--- Begin Given data ---

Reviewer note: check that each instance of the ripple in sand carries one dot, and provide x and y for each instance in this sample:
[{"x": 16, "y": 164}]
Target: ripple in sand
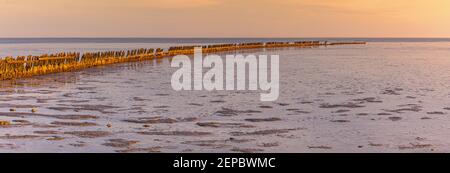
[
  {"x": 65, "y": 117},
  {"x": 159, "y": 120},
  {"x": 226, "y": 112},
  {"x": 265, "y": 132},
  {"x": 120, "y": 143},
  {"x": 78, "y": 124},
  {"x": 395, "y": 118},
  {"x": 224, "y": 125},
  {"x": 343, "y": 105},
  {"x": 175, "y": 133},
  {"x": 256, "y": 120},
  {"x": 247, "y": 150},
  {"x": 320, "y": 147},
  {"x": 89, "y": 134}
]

--- End Given data ---
--- Begin Given data ---

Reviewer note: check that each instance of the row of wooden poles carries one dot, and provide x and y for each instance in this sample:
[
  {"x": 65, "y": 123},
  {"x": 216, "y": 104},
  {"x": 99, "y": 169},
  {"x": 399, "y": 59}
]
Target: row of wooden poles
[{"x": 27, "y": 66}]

--- End Given data ---
--- Begin Given data ---

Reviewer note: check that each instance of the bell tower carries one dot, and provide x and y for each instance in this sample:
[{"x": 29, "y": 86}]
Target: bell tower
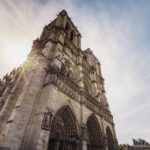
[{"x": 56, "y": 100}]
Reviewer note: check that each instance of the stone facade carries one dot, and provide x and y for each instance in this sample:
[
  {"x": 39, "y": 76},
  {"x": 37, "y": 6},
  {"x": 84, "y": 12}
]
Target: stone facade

--- End Given data ---

[Your instructions]: Copy the data above word for word, from the line containing "Reviewer note: check that each instance of the stone" down to the line containing "Target: stone facade", including both of those lines.

[Response to this task]:
Reviewer note: check that each instance of the stone facade carries one dot, and provide x and y for each instance in this sample:
[
  {"x": 39, "y": 76},
  {"x": 37, "y": 6},
  {"x": 84, "y": 12}
]
Target: stone facade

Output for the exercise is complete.